• AIM OF THE EXERCISE:
Could the lines from the one with "One point marks each instance of the bathroom mirror." through the end of the listing be restated exactly, with nothing else included?

## START PROVIDED MATERIAL

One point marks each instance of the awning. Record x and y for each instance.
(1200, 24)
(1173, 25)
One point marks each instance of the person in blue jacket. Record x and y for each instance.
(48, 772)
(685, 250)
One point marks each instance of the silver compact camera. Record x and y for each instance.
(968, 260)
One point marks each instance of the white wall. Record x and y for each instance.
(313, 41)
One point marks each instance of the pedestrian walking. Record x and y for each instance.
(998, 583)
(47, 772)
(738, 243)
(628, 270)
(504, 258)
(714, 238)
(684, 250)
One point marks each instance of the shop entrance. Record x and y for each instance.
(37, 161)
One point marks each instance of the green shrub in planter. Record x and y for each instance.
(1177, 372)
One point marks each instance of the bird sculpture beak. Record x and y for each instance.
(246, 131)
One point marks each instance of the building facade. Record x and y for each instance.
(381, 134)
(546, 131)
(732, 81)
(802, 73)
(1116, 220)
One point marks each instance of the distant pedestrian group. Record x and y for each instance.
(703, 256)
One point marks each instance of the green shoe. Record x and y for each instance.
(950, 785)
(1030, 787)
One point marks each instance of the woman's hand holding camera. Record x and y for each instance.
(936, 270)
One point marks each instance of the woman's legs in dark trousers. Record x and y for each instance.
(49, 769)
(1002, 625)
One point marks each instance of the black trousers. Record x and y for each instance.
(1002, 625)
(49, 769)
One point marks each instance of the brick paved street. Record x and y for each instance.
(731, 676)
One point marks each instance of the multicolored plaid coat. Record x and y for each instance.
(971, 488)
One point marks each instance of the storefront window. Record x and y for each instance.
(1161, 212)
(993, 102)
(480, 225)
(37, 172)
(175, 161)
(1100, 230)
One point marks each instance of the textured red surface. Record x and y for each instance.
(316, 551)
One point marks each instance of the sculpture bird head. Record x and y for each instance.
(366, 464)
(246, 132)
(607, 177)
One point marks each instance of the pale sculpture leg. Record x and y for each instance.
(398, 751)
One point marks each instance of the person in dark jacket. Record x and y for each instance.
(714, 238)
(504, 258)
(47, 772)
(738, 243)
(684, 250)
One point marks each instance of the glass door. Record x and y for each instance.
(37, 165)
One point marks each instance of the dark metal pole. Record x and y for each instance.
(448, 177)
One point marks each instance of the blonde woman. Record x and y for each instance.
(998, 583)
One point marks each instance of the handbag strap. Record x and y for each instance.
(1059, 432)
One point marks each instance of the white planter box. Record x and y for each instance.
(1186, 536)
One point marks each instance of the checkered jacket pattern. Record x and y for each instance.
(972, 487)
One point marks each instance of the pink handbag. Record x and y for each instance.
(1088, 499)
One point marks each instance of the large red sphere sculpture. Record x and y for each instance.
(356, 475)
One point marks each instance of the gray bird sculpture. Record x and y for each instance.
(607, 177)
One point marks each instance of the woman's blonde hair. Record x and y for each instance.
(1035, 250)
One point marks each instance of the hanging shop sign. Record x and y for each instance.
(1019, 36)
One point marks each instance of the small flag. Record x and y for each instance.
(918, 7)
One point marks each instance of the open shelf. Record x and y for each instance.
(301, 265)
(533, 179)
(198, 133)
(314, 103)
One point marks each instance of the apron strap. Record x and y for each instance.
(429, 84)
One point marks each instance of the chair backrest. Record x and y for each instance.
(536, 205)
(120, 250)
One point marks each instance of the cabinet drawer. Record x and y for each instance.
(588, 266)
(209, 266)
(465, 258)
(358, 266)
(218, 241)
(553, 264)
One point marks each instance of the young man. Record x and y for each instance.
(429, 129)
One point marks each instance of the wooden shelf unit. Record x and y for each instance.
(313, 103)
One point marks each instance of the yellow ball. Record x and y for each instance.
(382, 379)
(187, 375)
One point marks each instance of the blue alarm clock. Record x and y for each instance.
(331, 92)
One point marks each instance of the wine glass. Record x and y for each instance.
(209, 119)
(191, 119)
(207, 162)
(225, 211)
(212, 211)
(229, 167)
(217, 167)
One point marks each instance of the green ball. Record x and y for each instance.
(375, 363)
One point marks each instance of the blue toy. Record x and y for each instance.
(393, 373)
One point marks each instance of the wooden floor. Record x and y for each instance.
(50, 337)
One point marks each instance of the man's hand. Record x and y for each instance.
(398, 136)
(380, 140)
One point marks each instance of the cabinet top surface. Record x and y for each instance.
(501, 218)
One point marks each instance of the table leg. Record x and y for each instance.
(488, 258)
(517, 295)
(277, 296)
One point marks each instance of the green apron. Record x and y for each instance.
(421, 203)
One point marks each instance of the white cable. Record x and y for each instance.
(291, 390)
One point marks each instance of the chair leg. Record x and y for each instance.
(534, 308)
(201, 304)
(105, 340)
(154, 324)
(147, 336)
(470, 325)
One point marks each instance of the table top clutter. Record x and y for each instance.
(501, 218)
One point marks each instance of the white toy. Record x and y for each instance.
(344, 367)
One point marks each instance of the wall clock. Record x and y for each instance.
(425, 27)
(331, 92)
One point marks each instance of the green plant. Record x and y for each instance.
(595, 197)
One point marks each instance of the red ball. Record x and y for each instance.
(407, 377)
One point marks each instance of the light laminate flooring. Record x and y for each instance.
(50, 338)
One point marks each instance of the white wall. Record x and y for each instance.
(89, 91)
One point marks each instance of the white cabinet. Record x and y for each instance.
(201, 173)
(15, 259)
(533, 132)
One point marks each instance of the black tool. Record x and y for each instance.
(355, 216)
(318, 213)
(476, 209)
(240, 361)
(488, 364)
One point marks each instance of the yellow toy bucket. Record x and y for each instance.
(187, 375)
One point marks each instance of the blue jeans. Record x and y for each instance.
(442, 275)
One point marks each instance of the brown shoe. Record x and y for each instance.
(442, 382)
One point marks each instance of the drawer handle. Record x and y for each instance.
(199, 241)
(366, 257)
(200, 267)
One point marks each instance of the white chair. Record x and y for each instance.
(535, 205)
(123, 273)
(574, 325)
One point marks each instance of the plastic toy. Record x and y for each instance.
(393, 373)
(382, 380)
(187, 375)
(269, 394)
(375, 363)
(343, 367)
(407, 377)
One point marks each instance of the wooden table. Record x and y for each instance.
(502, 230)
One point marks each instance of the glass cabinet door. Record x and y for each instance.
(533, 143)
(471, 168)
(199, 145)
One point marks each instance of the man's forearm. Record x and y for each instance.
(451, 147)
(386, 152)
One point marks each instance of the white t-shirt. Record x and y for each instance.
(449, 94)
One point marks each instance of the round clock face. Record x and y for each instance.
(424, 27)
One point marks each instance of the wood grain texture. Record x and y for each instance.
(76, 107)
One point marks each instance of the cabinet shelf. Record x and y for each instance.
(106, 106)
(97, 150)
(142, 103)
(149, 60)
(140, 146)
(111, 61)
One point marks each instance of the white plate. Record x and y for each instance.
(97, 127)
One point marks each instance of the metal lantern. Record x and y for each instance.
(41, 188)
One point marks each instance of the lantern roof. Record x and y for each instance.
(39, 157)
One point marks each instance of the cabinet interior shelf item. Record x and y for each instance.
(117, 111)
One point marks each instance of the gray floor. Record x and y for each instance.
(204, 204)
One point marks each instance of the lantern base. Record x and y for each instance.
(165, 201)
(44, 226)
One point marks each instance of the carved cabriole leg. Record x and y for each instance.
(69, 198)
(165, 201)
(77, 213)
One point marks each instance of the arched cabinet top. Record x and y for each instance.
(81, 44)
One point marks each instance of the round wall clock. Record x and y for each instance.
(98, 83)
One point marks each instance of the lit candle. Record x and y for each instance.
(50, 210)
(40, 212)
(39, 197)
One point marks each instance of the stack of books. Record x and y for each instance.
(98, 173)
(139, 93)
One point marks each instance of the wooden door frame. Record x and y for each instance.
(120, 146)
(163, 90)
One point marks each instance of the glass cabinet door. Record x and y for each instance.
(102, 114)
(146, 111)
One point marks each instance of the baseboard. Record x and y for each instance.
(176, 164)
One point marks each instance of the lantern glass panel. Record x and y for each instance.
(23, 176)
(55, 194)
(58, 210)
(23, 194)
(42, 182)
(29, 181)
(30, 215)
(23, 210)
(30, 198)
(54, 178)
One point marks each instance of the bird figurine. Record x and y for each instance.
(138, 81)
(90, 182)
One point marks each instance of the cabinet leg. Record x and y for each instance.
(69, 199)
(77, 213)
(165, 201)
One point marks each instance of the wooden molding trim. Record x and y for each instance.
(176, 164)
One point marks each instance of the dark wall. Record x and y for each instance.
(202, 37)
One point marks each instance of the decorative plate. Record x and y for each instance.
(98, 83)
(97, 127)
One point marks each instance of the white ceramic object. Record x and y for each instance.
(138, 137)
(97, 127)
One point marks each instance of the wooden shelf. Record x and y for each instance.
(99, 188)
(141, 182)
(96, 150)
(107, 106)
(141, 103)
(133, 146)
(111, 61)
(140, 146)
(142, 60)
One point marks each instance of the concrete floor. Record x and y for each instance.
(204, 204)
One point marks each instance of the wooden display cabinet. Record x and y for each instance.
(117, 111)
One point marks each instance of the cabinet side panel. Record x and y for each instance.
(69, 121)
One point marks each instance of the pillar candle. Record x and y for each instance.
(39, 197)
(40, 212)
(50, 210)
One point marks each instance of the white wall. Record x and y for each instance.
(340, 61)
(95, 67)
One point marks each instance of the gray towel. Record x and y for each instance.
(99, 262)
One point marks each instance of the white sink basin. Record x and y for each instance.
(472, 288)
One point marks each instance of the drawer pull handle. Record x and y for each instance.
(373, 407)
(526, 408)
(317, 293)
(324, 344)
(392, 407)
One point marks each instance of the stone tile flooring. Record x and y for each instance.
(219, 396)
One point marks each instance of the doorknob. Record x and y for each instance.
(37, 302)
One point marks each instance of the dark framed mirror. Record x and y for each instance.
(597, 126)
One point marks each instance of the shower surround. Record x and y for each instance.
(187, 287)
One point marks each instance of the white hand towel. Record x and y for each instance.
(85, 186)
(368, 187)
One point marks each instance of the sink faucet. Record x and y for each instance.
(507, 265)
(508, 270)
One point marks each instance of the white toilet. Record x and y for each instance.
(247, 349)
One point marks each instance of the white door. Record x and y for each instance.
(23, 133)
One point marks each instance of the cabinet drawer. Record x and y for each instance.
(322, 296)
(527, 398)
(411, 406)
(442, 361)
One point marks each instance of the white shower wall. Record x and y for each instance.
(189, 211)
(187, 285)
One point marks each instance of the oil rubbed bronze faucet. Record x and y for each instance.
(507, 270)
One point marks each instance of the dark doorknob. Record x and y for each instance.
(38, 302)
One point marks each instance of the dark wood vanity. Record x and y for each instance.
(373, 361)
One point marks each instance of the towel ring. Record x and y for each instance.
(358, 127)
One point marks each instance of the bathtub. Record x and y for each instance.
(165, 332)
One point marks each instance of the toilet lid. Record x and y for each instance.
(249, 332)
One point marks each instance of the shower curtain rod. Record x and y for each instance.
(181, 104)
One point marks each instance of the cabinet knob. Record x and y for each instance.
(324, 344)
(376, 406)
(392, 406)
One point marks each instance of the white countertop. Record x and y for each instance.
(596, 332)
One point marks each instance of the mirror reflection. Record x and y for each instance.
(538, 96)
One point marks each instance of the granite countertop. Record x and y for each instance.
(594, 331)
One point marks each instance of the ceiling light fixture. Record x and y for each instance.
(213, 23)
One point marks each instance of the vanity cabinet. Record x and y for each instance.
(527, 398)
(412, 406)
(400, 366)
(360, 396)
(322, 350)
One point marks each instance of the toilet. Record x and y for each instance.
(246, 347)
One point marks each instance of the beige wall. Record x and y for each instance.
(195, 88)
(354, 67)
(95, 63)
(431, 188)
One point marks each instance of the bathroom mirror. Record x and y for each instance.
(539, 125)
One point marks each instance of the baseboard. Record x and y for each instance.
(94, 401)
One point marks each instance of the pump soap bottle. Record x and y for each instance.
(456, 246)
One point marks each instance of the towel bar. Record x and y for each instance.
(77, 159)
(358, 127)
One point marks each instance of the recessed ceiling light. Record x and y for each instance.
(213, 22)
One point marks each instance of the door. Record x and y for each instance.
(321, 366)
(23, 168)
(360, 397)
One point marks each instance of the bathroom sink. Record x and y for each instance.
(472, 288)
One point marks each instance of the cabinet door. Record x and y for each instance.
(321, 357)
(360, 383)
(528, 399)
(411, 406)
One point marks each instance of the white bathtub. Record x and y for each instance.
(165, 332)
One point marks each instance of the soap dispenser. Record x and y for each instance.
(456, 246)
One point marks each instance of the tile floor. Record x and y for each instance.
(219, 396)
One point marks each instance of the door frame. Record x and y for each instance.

## END PROVIDED MATERIAL

• EXERCISE ANSWER:
One point marks each instance of the bathroom mirror. Record x and y for each instance.
(539, 125)
One point marks each instance of the baseboard. Record x and y for each instance.
(94, 401)
One point marks each instance of the pump soap bottle. Record x and y for each instance.
(456, 246)
One point marks each instance of the towel bar. Record x and y for each instance.
(77, 159)
(358, 127)
One point marks each instance of the recessed ceiling light. Record x and y for each instance.
(213, 22)
One point marks each instance of the door. Record x and y for each instance.
(321, 366)
(23, 168)
(360, 397)
One point marks each instance of the bathroom sink. Record x and y for each instance.
(472, 288)
One point marks each instance of the cabinet door. Record x and y for each instance.
(321, 357)
(360, 383)
(528, 399)
(411, 406)
One point marks each instance of the white bathtub. Record x and y for each instance.
(165, 332)
One point marks each instance of the soap dispenser. Record x and y for each instance.
(456, 246)
One point marks each instance of the tile floor. Record x and y for each instance.
(219, 396)
One point marks each instance of the door frame. Record x and y for each instance.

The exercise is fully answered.